━━━ Page text

If the alarm is set and a door is opened it will allow a predetermined amount of time, usually 30-60 seconds, to pass before the alarm is triggered. This allows the user to get to the panel and type in their security pin to disarm the panel.

The rest of the equipment (window sensors, glass breaks, and motions) will set the alarm off once the window is opened, glass is broken, or motion is detected. Burglar Breaking In Door

Fire alarms will work the same way, once smoke or heat is detected, the sensor itself will begin to alarm. If multiple smoke detectors are installed, they will all go off together and the control panel’s siren will also be enabled.

Each sensor, depending on the manufacturer, will “speak” a specified language that the control panel understands. If any of these sensors speak to the panel and let it know there is an emergency, the panel will recognize this and an internal siren will begin screeching.

Simultaneously, your control panel will notify your monitoring company there is an emergency and they will take over from there.

Central Monitoring Station

Your alarm system will either be tied into your home phone line, or it will contain a built-in cell radio, and will call the monitoring station based off whichever method the system is running on.Home Security Monitoring Station

When the panel calls the monitoring station, all of your account info will be displayed for the operator to view. In addition to your account information, they will be able to identify which sensor triggered the alarm. After which they will do the following:

  • Call over the control panel’s speaker, if two-way verification has been enabled.
  • In the circumstance that two-way is enabled, the monitoring center will continue to listen over the speaker for signs of intrusion or for fire alarms in the event of a fire.
  • If the panel doesn’t support two-way, or if they are unable to hear anything, they will then call the primary contact followed by the remaining emergency contacts.
  • If you answer over the panel speaker or the phone, and it is a false alarm they will ask who they are speaking with and for the verbal password. You then have the opportunity to dispatch the correct authorities or not.
  • This will differ depending on the alarm company but if none of the emergency contacts answer, then the proper authorities will be dispatched.

It may be wise to ask your monitoring company the procedure they take if they receive an alarm from your system. Some companies may dispatch after not being able to reach the primary contact to ensure a faster response time. However, if it is a false alarm this can quickly result in unnecessary fines.

━━━━━━
━━━ Data section

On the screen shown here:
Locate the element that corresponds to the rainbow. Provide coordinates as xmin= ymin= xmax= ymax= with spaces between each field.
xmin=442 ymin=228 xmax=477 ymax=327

━━━━━━

→ **Problem set**
a: Answer from the home alarm text:
(i) How much time usually passes after a door is opened before the alarm is triggered?
(ii) What happens when multiple smoke detectors are installed and one detects smoke or heat?
(iii) What two ways can the alarm system call the monitoring station?
b: In the home alarm text, rewrite the paragraph beginning "It may be wise to ask your monitoring company" more briefly, keeping its main facts.
c: Resume the home alarm text after its final sentence.
The data has no connection to the home alarm text.

→ **Your written answers**
a:
(i) Usually 30-60 seconds.
(ii) They all go off together, and the control panel's siren is also enabled.
(iii) Through the home phone line or through a built-in cell radio.

b: Ask your monitoring company what it does when your system sends an alarm. Some dispatch once they can't reach the primary contact, which speeds up the response but can bring unnecessary fines if the alarm is false.

c:
The operator, themselves, do not physically dial your local authorities number which prevents errors being made calling the wrong jurisdiction. Your local jurisdiction will be preprogrammed and dialed if they need to be dispatched.

It should also be noted that if you accidentally type in your duress code, this will typically be treated as if it were the real deal. The police will still respond and want to search your home to verify no intruders are inside.

Is It Worth It?

This is definitely dependent on your personal circumstances and budget. However, with that said, this is often the cheapest utility bill that most homeowners will incur.

I’ll put it this way, if you could hire an individual to continuously watch your home 24/7 watching for break-ins, fires, or medical emergencies would you be willing to provide this individual with a sandwich and a soda every day?

If the answer to this question is a yes, then a home alarm system would certainly be worth it. For $1-2 a day you can have a professional monitoring center “watching” your home day and night on your behalf and call the proper emergency services for you in the event there is a problem.

They will usually lend a hand in making sure you are compliant with your local city/county, put in place a system for reducing false alarms, watch for any signs of trouble, and dispatch the authorities when a problem is detected.

Your home and family are most likely your greatest assets and they can be protected at a super cheap rate by professionals trained to handle stressful situations.